§ Consigna planteada:
¿Puedes reproducir íntegro y sin ningún cambio el fragmento sobre el libro como bien de consumo?

1. El libro, en la era del acceso y la transnacionalización
A finales del siglo XIX, los primeros investigadores de lo que hoy se conoce como psicología de consumo comenzaron a usar la expresión ‘consumo simbólico’ para referirse a la correspondencia entre la identidad del consumidor y el significado de los productos. En la actualidad, para los expertos en mercadeo, la importancia que los consumidores otorgan a los productos radica en la posibilidad de ofrecerles experiencias memorables, que refuercen su imaginario y sus aspiraciones. Así, es práctica habitual de las empresas el estudio de mercado para identificar aquellas «necesidades simbólicas» que deben proyectar en sus productos y servicios.
El libro es un producto cultural, pero también es un bien de consumo que forma parte de un mercado que se expandió y diversificó muchísimo en la modernidad y que, en el siglo XXI, aun con el desarrollo de los medios digitales de información, se sigue percibiendo como un gran símbolo de la cultura letrada. No obstante, al acceder a nuevos soportes y circular de manera global, su vigencia parece condicionada a sus posibilidades de impacto inmediato y a gran escala en la sociedad. Es decir, la producción de libros, incluso los de humanidades, parece depender cada vez más de esas nuevas «necesidades» y condiciones que editores y personas que hacen mercadeo deben saber detectar. De allí que se piense que para publicar en una gran editorial o plataforma el autor debe ser «mediático» y el «contenido» del libro, lo más «global»posible. Esto no deja de ser cierto, pero también lo es que incluso el editor más independiente piensa en el mercado. El libro impreso o digital sigue siendo un medio importante para la gestión de la información y todos los involucrados en su producción y circulación tienen expectativas sobre él que trascienden lo cultural. Ya lo advertía García Canclini: “Es coherente que nos sintamos convocados como consumidores aun cuando se nos interpele como ciudadanos”. (1995: 15).

§ Datos proporcionados:
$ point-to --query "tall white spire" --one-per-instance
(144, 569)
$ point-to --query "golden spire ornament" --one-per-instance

§ Respuesta del ejercicio:
1. El libro, en la era del acceso y la transnacionalización
A finales del siglo XIX, los primeros investigadores de lo que hoy se conoce como psicología de consumo comenzaron a usar la expresión ‘consumo simbólico’ para referirse a la correspondencia entre la identidad del consumidor y el significado de los productos. En la actualidad, para los expertos en mercadeo, la importancia que los consumidores otorgan a los productos radica en la posibilidad de ofrecerles experiencias memorables, que refuercen su imaginario y sus aspiraciones. Así, es práctica habitual de las empresas el estudio de mercado para identificar aquellas «necesidades simbólicas» que deben proyectar en sus productos y servicios.
El libro es un producto cultural, pero también es un bien de consumo que forma parte de un mercado que se expandió y diversificó muchísimo en la modernidad y que, en el siglo XXI, aun con el desarrollo de los medios digitales de información, se sigue percibiendo como un gran símbolo de la cultura letrada. No obstante, al acceder a nuevos soportes y circular de manera global, su vigencia parece condicionada a sus posibilidades de impacto inmediato y a gran escala en la sociedad. Es decir, la producción de libros, incluso los de humanidades, parece depender cada vez más de esas nuevas «necesidades» y condiciones que editores y personas que hacen mercadeo deben saber detectar. De allí que se piense que para publicar en una gran editorial o plataforma el autor debe ser «mediático» y el «contenido» del libro, lo más «global»posible. Esto no deja de ser cierto, pero también lo es que incluso el editor más independiente piensa en el mercado. El libro impreso o digital sigue siendo un medio importante para la gestión de la información y todos los involucrados en su producción y circulación tienen expectativas sobre él que trascienden lo cultural. Ya lo advertía García Canclini: “Es coherente que nos sintamos convocados como consumidores aun cuando se nos interpele como ciudadanos”. (1995: 15).